*** Opening Data for review ***

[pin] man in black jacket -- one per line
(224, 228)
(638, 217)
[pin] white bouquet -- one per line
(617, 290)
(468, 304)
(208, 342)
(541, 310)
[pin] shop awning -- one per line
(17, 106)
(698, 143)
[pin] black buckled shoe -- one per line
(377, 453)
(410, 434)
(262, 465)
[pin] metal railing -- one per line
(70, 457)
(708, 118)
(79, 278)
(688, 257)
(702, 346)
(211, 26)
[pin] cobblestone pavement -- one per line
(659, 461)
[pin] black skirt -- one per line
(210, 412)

*** Closing Data for review ***

__Directions__: Set down the line that contains "[pin] black buckled shoe -- one per line" exactly. Do the same for each later line of the data, through the end, and add nothing.

__Result of this exercise__:
[pin] black buckled shoe -- one per line
(377, 453)
(410, 434)
(262, 465)
[pin] metal railing -- one per line
(70, 457)
(708, 118)
(79, 278)
(688, 257)
(702, 346)
(211, 26)
[pin] cobblestone pavement -- one per line
(659, 461)
[pin] black skirt -- one per line
(210, 412)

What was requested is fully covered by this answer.